[Material shown Boundary: Start]

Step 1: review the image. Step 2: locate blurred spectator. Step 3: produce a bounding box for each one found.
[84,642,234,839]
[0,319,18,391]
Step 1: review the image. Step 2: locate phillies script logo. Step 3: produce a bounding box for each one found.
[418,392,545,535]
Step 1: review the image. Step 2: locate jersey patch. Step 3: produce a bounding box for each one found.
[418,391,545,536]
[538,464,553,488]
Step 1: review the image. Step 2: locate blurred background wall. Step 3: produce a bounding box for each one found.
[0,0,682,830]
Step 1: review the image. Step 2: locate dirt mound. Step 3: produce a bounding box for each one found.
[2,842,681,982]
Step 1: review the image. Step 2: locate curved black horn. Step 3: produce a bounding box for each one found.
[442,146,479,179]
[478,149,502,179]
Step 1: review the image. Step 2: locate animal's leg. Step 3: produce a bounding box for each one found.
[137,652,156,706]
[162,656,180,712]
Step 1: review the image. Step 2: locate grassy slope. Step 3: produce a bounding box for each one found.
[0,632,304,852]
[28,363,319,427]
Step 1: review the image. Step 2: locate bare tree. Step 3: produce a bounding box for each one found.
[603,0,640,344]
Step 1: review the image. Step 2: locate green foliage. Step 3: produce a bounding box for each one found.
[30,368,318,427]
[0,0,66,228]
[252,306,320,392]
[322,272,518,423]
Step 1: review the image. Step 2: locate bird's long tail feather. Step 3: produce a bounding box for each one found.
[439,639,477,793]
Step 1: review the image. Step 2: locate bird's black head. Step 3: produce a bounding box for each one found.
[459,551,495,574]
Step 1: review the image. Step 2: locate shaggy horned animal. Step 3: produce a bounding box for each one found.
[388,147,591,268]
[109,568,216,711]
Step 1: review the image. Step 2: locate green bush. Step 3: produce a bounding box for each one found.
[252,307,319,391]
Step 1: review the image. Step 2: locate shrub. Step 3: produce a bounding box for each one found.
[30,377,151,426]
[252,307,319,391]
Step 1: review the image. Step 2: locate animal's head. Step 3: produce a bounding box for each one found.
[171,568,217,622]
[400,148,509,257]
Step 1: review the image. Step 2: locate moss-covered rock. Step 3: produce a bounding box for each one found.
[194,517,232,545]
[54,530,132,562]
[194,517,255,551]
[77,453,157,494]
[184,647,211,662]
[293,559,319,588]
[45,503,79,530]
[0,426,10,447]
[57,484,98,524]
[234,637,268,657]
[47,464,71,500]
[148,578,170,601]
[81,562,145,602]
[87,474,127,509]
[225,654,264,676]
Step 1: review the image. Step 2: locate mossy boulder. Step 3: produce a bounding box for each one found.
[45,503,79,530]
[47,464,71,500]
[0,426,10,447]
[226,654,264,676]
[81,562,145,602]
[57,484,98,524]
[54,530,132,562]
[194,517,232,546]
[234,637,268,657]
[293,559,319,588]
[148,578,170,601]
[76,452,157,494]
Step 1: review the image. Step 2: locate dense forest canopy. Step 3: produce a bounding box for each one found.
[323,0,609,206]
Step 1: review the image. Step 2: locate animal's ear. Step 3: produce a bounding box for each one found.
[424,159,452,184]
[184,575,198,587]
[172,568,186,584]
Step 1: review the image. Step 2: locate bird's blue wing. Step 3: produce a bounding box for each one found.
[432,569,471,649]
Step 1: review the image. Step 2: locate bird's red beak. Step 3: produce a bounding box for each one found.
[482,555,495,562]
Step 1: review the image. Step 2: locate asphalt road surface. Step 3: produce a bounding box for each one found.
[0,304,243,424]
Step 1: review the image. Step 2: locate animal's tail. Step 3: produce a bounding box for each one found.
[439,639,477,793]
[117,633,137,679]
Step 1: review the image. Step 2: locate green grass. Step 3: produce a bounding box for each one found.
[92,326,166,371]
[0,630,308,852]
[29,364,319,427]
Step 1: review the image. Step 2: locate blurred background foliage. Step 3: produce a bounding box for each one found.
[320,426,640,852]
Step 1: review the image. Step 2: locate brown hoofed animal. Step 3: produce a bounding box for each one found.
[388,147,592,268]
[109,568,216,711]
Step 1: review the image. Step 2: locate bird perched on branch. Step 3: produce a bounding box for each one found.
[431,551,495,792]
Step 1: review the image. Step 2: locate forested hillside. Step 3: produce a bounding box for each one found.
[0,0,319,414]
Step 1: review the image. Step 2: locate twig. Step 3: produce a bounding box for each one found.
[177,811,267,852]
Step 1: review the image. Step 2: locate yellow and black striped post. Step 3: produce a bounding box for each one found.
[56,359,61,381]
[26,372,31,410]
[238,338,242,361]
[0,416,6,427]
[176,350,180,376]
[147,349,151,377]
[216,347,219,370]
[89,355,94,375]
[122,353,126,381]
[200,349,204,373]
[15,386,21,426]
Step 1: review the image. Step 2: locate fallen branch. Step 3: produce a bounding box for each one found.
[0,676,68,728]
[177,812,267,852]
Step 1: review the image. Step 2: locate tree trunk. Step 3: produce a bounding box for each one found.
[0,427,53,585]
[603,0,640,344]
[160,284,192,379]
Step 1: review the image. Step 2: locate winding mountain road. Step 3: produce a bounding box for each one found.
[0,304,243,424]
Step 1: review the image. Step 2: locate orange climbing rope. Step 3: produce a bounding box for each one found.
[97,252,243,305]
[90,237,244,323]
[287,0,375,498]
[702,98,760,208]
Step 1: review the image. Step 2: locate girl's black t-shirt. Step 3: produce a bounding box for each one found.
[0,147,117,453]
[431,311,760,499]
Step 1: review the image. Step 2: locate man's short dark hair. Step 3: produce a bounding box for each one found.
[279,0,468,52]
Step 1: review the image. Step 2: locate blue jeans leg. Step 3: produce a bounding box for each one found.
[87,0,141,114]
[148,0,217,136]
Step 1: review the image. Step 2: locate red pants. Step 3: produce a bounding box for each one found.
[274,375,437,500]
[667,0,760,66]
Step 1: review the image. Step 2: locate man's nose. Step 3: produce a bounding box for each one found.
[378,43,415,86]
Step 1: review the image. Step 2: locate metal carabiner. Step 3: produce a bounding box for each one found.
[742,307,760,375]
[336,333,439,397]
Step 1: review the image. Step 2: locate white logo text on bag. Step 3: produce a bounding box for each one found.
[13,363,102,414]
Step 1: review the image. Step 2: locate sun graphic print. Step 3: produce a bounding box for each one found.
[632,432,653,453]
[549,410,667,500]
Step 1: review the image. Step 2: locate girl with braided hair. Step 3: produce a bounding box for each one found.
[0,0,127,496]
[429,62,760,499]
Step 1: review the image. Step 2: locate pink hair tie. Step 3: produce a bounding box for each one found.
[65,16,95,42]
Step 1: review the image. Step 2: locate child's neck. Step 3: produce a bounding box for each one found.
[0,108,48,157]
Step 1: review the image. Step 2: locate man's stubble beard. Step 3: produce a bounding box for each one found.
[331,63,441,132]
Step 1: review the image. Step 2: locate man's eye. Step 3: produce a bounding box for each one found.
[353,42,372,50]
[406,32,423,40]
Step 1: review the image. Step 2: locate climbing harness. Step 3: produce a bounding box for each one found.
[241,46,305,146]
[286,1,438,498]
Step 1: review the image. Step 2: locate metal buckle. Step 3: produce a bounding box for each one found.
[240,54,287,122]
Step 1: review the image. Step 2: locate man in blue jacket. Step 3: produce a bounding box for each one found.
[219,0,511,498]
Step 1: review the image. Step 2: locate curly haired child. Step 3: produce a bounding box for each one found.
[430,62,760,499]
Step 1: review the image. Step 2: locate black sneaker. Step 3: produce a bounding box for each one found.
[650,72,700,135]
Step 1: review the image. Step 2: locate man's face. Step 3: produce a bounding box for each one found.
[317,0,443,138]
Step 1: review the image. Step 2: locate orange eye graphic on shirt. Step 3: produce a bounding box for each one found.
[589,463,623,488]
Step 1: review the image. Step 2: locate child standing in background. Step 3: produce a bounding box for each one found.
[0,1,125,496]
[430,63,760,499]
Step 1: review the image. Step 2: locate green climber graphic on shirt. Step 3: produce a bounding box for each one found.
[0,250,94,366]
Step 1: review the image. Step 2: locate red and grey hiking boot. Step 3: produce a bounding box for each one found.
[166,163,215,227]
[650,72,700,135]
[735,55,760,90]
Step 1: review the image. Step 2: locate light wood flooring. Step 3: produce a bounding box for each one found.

[Material shown Boundary: End]

:: Task description ::
Output, exactly and with no other text, the line that contains "Step 1: review the image. Step 2: locate child standing" and all lines from there to the end of the records.

:: Your response ::
Step 1: review the image. Step 2: locate child standing in background. Step 3: produce a bounding box for each one found.
[0,1,125,496]
[430,63,760,499]
Step 1: review the image. Step 2: locate green climber graphic on shirt. Step 3: produce a bounding box for each one found.
[0,250,94,366]
Step 1: review the image. Step 2: locate red and grey hiking boot. Step 3: produce a bounding box for each one found.
[166,163,215,227]
[650,72,700,135]
[735,55,760,90]
Step 1: review the image. Step 2: locate light wood flooring. Step 3: produce a bounding box for each one found.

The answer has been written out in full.